# DATASET RECORDS
————————

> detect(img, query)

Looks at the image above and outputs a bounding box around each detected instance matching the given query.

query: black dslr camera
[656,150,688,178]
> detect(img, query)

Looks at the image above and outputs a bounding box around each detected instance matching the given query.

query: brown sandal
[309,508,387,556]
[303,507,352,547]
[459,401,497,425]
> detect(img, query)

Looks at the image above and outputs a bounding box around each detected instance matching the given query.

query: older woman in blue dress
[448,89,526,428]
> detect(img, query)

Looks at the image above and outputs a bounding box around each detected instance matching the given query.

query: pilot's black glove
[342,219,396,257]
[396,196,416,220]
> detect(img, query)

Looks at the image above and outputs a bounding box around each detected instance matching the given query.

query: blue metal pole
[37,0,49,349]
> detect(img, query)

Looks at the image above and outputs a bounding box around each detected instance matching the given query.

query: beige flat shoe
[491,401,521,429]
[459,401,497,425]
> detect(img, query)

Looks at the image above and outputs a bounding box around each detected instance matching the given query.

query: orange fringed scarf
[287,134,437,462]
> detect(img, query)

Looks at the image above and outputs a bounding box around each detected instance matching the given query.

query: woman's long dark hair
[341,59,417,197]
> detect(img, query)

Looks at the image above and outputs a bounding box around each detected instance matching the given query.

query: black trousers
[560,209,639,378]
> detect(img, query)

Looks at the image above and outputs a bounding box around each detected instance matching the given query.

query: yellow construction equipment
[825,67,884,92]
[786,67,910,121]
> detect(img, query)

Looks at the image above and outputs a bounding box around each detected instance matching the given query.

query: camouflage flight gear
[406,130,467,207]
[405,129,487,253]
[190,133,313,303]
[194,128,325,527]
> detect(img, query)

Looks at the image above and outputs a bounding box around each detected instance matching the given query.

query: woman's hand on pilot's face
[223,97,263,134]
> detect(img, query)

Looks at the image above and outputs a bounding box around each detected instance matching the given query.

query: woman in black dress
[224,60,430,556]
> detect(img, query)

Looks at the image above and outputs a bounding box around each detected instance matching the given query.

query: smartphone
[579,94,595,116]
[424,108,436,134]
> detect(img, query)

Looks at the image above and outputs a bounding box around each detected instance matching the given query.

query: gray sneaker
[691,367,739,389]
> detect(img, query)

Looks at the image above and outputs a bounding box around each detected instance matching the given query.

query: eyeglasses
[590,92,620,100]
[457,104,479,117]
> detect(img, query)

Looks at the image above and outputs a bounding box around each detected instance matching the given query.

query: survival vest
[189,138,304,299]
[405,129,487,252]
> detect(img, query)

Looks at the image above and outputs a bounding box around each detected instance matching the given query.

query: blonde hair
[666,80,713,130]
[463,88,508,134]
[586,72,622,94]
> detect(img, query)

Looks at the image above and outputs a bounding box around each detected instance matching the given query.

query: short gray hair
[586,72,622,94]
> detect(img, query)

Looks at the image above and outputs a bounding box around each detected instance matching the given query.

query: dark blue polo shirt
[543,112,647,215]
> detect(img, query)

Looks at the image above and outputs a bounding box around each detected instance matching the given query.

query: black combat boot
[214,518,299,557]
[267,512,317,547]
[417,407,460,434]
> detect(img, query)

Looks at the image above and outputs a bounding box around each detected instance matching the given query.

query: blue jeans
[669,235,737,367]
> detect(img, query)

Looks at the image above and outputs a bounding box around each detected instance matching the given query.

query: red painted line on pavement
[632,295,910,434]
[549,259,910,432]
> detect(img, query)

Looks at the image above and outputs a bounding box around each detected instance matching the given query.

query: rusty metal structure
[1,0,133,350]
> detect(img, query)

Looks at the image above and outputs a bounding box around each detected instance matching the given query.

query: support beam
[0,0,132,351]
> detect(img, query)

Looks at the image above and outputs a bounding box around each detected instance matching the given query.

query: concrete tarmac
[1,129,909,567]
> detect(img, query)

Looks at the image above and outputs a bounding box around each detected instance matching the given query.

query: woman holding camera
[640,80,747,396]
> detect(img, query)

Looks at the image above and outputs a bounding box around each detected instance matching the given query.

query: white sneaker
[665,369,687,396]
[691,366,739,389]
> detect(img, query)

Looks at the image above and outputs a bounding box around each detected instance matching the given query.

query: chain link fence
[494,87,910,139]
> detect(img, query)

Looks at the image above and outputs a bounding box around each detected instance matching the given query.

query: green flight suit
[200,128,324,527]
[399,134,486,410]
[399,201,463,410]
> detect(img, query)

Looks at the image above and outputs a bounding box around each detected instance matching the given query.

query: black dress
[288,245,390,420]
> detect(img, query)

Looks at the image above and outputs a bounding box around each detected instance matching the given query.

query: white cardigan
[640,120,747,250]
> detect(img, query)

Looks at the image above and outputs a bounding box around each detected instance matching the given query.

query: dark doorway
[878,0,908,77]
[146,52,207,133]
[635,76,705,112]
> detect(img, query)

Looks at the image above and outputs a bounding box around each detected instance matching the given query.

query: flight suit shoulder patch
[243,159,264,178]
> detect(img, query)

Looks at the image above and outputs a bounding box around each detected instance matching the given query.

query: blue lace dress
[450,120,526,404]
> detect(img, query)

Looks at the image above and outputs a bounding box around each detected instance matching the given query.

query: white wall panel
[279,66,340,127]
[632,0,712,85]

————————

# WHAT IS BEING ASKED
A complete and exact repetition of the entries is required.

# ANSWER TO THIS TASK
> detect(img, query)

Looks at the image above and outputs a bounding box around each detected instance matching the given query.

query: black dslr camera
[656,150,688,178]
> detect(img, query)

Looks at the image above and outputs a bounding box around each detected instance matching the given query.

query: brown sandal
[309,508,387,556]
[303,507,352,547]
[459,401,497,425]
> detect(img, query)

Looks at the image above and outputs a bounding box around each detected instance matching the given query.

query: older woman in blue dress
[448,89,526,428]
> detect(img, query)

Looks at the image above and outputs a bounding box around each detected instance matching the given query.

query: pilot's black glove
[342,219,396,257]
[396,196,416,220]
> detect(img, query)

Looks at the image above and outputs a bounding box around each detected instance matching the given query.

query: blue metal pole
[37,0,49,349]
> detect(img, query)

Looks at the image above and outputs a bounding box around each detected instance matching the given query.

query: beige flat shoe
[491,401,521,429]
[459,401,497,425]
> detect(img, query)

Looks at the image above and outputs a bounding box around each detected instance matching the given query.

query: orange fringed scarf
[287,134,437,462]
> detect(img, query)

Looks at the image above and outputs a bounding box around each detected instance matching the given query.

query: woman's long dark hair
[341,59,417,197]
> detect(img, query)

Looks at the image above and outputs a bounding box around each detected instance matching the given query.

query: black trousers
[560,209,639,378]
> detect(img, query)

Looks at the image above and outputs a bounding box around each detected instance matching the given query.

query: yellow construction equipment
[825,67,884,92]
[786,67,910,121]
> detect(img, query)

Looks at the image above and outputs a bounding box around each detected instance matching the given query.

query: camouflage flight gear
[406,130,467,207]
[405,129,487,253]
[190,133,313,303]
[194,128,325,527]
> detect(img, query)

Looks at the image above and outputs a bounding box around each detected instance matching the given query.

query: woman's hand on pilot's face
[223,97,263,134]
> detect(img, query)

Looks at the image above and outputs a bounding box around each detected instance matching the given query.

query: woman in black dress
[224,60,430,556]
> detect(img, query)

Looks at the image above and outputs a bounding box around each detected instance matching the given query.

query: smartphone
[579,94,595,116]
[424,108,436,134]
> detect(img, query)

Looks at the image above and outputs a bounding box around each detected instance matching the given query.

query: gray sneaker
[691,367,739,389]
> detect(img, query)

Looks at the image above and outputs a bounding box around each detected instance matching the given query.

query: eyeglasses
[590,92,620,100]
[457,104,479,117]
> detect(img, query)

Looks at the image above and outputs a bounding box around each detected instance matching the given query.

query: survival vest
[189,138,304,299]
[405,129,487,252]
> detect(img, query)

Looks at the image above and outputs a bounding box around each detected instance matching the given query.

query: blonde hair
[666,80,713,130]
[463,88,508,134]
[586,72,622,94]
> detect(img, query)

Looks at the image above and outputs a bounding box around each detected instance matching the given query.

query: short gray hair
[586,72,622,94]
> detect(img, query)

Looks at the image above and outputs a bounding box around each detected instance matching the given query.

query: dark blue polo shirt
[543,112,647,215]
> detect(img, query)

Looks at the image above and outputs a bounding box around each detected instance matching the given query.

query: black combat boot
[214,518,299,557]
[267,512,317,547]
[417,407,460,434]
> detect(img, query)

Looks at the image above and outputs a bounding box around each detected instance matching the given query.

query: blue jeans
[669,235,737,367]
> detect(img, query)

Looks at the image above and outputs a bounding box around each detected instance matching the given query.

query: red painted line on pavement
[632,295,910,434]
[549,259,910,432]
> detect(img, query)

Looks at the image above and outputs a bounding box around each detected instance matching the given query.

query: rusty metal structure
[1,0,133,350]
> detect(img, query)

Looks at the image above and outputs a bounding box around each detected instance matching the given query.

query: support beam
[0,0,132,351]
> detect(img, query)

Looks at the image above and outputs a bounding box around each detected instance matching the given query.

query: concrete tarmac
[1,129,909,567]
> detect(img, query)

Looks at the image above and outputs a bounding box around each detected instance matching the given query.

query: woman holding camera
[640,80,747,396]
> detect(img, query)

Looks at the image above and outputs a bounding box around each detected instance matching the given query.

query: white sneaker
[665,369,687,396]
[691,366,739,389]
> detect(img, query)

Looks at the image above and outputs a bounding box around each detected instance matching the given query.

query: chain link fence
[494,87,910,139]
> detect(img, query)

Looks at the image above and outputs a bounding box around each detected instance matching the given query.

query: green flight suit
[200,128,324,527]
[399,134,486,410]
[399,201,463,410]
> detect(img, query)

Looks at the image above and outputs a bounding box around each detected instance matching the given query.

query: black dress
[288,245,390,420]
> detect(img, query)

Looks at the image above and outputs a bounding box around each detected instance matching the given query.

query: white cardigan
[640,120,747,250]
> detect(img, query)

Looks at the image above and outputs a bounding box around each detected instance matching the given query.

query: dark doorway
[878,0,908,77]
[146,52,207,133]
[635,76,705,112]
> detect(img, query)

Looks at the image above and outputs a bounding box around each detected instance matching the given query.

query: flight suit shoulder patch
[243,159,264,178]
> detect(img, query)

Looks at the image above and outputs a bounding box around each detected instance matching the given query.

query: blue lace dress
[450,120,526,404]
> detect(img, query)

Looks at the image above and outputs a bounding box around each detected instance matching the given query.

query: white wall panel
[279,66,340,127]
[632,0,712,85]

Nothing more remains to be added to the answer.